[Opening Records shown section]

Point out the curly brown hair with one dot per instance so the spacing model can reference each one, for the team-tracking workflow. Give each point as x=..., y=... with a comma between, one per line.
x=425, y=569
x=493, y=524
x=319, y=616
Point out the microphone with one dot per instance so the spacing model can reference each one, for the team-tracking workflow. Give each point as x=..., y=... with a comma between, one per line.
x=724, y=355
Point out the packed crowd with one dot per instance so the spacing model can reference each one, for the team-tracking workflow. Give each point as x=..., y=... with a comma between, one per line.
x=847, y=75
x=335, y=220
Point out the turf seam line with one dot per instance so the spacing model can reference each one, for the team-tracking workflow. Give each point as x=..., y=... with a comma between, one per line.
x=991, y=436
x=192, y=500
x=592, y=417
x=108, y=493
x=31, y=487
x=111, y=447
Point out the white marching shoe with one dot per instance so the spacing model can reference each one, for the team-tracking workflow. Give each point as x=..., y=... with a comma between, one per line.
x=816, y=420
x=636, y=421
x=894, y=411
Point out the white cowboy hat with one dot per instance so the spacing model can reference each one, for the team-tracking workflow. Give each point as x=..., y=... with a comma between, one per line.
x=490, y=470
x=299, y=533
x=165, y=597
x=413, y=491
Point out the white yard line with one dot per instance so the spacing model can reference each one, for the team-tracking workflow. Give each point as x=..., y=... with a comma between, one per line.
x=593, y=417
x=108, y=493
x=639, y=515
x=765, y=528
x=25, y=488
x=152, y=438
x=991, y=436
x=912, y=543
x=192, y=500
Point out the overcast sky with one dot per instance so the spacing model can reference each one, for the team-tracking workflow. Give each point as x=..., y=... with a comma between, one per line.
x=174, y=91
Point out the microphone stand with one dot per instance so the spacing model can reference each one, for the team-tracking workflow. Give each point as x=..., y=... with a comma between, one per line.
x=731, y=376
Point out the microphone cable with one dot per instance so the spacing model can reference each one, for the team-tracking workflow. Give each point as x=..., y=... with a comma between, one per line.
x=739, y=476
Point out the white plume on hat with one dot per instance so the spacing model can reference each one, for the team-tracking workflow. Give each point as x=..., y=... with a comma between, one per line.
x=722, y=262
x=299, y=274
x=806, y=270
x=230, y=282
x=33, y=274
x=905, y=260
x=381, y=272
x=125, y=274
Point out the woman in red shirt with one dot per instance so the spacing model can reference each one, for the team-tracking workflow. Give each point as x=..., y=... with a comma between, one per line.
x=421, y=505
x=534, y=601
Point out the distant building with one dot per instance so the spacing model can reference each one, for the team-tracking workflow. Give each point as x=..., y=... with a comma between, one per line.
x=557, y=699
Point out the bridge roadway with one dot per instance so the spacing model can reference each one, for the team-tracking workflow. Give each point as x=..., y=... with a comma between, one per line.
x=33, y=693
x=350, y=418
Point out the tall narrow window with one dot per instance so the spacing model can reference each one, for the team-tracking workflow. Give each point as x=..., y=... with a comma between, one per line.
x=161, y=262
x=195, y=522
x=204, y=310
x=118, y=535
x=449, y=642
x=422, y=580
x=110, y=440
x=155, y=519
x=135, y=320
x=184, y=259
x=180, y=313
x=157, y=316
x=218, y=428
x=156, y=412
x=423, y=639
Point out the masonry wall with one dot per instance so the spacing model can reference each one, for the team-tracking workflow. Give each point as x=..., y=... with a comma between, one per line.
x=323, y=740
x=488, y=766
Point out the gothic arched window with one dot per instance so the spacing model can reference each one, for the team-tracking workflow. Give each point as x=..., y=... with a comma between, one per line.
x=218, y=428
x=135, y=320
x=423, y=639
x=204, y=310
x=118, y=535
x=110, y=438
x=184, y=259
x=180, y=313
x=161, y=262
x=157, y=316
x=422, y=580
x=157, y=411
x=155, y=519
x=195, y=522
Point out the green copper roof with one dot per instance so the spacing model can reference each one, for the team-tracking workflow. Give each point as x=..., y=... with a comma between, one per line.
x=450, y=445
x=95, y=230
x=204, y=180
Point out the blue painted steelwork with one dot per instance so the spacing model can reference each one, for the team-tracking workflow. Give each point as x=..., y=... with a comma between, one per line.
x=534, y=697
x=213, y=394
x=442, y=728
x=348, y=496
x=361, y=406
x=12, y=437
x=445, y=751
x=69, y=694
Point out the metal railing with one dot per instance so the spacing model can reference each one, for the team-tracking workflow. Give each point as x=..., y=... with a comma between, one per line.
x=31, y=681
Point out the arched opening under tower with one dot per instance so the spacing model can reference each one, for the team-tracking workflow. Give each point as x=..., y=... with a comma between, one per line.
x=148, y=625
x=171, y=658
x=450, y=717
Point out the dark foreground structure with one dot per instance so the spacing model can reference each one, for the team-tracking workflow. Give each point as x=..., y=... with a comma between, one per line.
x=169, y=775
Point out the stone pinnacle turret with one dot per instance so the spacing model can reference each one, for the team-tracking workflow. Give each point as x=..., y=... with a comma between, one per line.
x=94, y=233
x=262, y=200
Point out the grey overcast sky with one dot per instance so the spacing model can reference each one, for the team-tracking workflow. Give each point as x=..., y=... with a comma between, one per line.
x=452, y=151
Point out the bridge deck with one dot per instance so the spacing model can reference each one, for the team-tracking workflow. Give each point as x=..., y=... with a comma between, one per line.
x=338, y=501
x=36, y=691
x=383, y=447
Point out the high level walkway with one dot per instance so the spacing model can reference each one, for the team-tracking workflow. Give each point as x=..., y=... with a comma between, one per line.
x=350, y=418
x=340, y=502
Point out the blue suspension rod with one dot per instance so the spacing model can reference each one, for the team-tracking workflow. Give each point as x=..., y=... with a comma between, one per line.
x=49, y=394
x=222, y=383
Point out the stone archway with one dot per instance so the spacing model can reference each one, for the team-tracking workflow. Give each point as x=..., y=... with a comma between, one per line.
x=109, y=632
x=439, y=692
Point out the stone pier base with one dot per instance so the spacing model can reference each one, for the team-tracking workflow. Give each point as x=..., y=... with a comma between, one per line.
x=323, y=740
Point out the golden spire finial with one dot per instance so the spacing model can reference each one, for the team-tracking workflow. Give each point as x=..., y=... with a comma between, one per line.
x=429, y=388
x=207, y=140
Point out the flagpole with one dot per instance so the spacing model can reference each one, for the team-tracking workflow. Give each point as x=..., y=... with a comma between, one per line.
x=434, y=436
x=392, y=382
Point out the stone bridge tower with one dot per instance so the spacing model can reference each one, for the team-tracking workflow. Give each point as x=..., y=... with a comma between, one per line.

[Closing Records shown section]

## Exercise brief
Reproduce the material in full. Keep it identical to the original.

## Completed task
Point out the curly brown hair with one dot per instance so the spacing model can reference each one, for the team-tracking workflow. Give each point as x=..., y=... with a comma between, one per line.
x=425, y=569
x=493, y=524
x=319, y=616
Point out the microphone with one dot per instance so the spacing model can reference each one, for the team-tracking workflow. Give each point as x=..., y=... with a comma between, one per line.
x=724, y=355
Point out the packed crowd with one dot per instance so the spacing model can reference each one, for the team-tracking workflow. Give each point as x=..., y=... with a comma between, one per line.
x=847, y=75
x=335, y=220
Point out the turf seam line with one dot per instance so the spacing model can reference each one, for the team-tracking workflow. Give each point as x=..., y=... with a comma between, one per line.
x=991, y=436
x=192, y=500
x=592, y=417
x=108, y=493
x=31, y=487
x=111, y=447
Point out the white marching shoe with one dot per instance so the spacing model can reference each one, for the team-tracking workflow. Give each point as x=..., y=... with a comma between, one per line.
x=816, y=420
x=636, y=421
x=894, y=411
Point out the white cowboy hat with one dot per instance so the spacing model can reference each one, for the team-tracking workflow. Give each point as x=..., y=... with a comma between, one per line.
x=490, y=470
x=299, y=533
x=165, y=597
x=413, y=491
Point out the white yard line with one dot per instance so the spacing model can reference each one, for the team-tracking workflow. Give each point as x=..., y=... with a comma between, one per line.
x=593, y=417
x=108, y=493
x=639, y=515
x=765, y=528
x=25, y=488
x=152, y=438
x=991, y=436
x=912, y=543
x=192, y=500
Point out the overcast sky with one dot per instance so the spacing model can reference each one, for the team-tracking workflow. Give each point as x=..., y=... with a comma between, one per line.
x=174, y=91
Point out the microphone stand with one dot per instance so the spacing model can reference each one, for the team-tracking workflow. Give each point as x=..., y=... with a comma between, one per line.
x=731, y=376
Point out the microphone cable with one dot per instance so the spacing model can reference each one, for the team-tracking workflow. Give each point as x=..., y=... with a comma between, one per line.
x=739, y=476
Point out the white plume on hat with one dot per instance so the spacing model can reference each one, for the team-tracking workflow. Give each point as x=..., y=... with a comma between, one per line.
x=722, y=262
x=299, y=274
x=806, y=270
x=230, y=282
x=33, y=274
x=905, y=260
x=381, y=272
x=125, y=274
Point out the woman in red shirt with one dot per instance so the spacing model can reference each one, for the team-tracking workflow. Give each point as x=..., y=... with a comma between, one per line.
x=421, y=505
x=534, y=601
Point out the distant building with one dot per instance so the spacing model can reference each one, for the team-tracking workflow. Give each point as x=..., y=... with a comma between, one per line.
x=557, y=699
Point out the bridge roadway with one dot per instance so the spacing model can reference each one, for the team-tracking workflow. Give each point as x=..., y=... with a comma between, one per line.
x=33, y=693
x=350, y=418
Point out the tall narrow window with one dot per instance so the spacing model can reference each one, for the team-tracking workflow. Give each point as x=..., y=... with a comma between, one per line.
x=161, y=262
x=195, y=522
x=204, y=310
x=118, y=535
x=449, y=642
x=422, y=580
x=110, y=440
x=155, y=519
x=135, y=320
x=184, y=259
x=180, y=313
x=157, y=316
x=218, y=428
x=156, y=412
x=423, y=639
Point out the masonry wall with one dot per instance so the spacing model can reference each one, for the team-tracking workflow. Give each point as x=..., y=... with a comma between, one per line.
x=323, y=740
x=488, y=766
Point out the gothic arched window with one dot per instance so the spacing model can reference each one, for the team-tracking workflow. Give each point as x=..., y=... with a comma between, one per line.
x=218, y=428
x=135, y=320
x=423, y=639
x=204, y=310
x=118, y=535
x=110, y=438
x=184, y=259
x=180, y=313
x=161, y=262
x=157, y=316
x=422, y=580
x=157, y=411
x=155, y=519
x=195, y=522
Point out the green copper roof with one dot per instance so the spacing model can reference each one, for the team-tracking workflow. Give each point as x=..., y=... with a comma between, one per line.
x=450, y=445
x=95, y=230
x=204, y=180
Point out the blue painted steelwork with one dot per instance so the spacing model can reference each one, for the team-tracking workflow. Give each point as x=..., y=... with a comma between, one per line.
x=534, y=697
x=213, y=394
x=442, y=728
x=348, y=496
x=361, y=406
x=12, y=437
x=445, y=751
x=69, y=694
Point out the metal railing with one dot per instance so the spacing model can reference each one, for the team-tracking workflow. Give each point as x=..., y=... with a comma between, one per line.
x=31, y=681
Point out the arched opening under tower with one dot per instance so the spacing model can reference each one, for the team-tracking workflow. Give each point as x=..., y=... with a comma between, one per line.
x=148, y=625
x=171, y=658
x=450, y=717
Point out the dark foreground structure with one dot per instance so the spacing model can reference each one, for the team-tracking workflow. Give each point as x=..., y=... with a comma between, one per line.
x=169, y=775
Point out the stone pinnacle turret with one dot per instance so the spacing model can reference each one, for the team-tracking workflow. Give each point as x=..., y=... with a comma between, one per line.
x=94, y=233
x=262, y=200
Point out the grey overcast sky with one dot per instance so the spacing model can reference each one, for the team-tracking workflow. Give each point as x=..., y=... with a comma between, one per line.
x=452, y=151
Point out the bridge deck with one dot per instance so the spacing model can reference each one, for the team-tracking workflow. Give each point as x=..., y=... with a comma between, one per line.
x=338, y=501
x=36, y=691
x=383, y=447
Point out the high level walkway with one dot per instance so the spacing model can reference each one, for the team-tracking workflow. Give each point as x=..., y=... with a comma between, one per line.
x=350, y=418
x=340, y=502
Point out the blue suspension rod with one dot per instance so the spacing model can reference each one, for the team-tracking workflow. Give each point as x=..., y=... with a comma between, one per line.
x=49, y=394
x=222, y=383
Point out the stone archway with one dot per instance so the spacing model can reference each one, for the team-tracking workflow. Give each point as x=..., y=... with a comma between, one per line.
x=109, y=632
x=439, y=692
Point out the stone pier base with one dot per instance so the spacing model can reference each one, for the team-tracking workflow. Give each point as x=..., y=... with a comma between, one per line.
x=323, y=740
Point out the golden spire finial with one dot per instance so the spacing model can reference each one, for the team-tracking workflow. Give each point as x=..., y=... with a comma between, one per line.
x=429, y=388
x=207, y=140
Point out the flagpole with one dot per instance so the spacing model can reference each one, for the team-tracking workflow. Give each point as x=..., y=... with a comma between, one per line.
x=434, y=436
x=392, y=382
Point out the stone bridge tower with one dot per instance so the spacing model can reference each one, for the team-tracking workflow. Give each point as x=..., y=... with a comma between, one per line.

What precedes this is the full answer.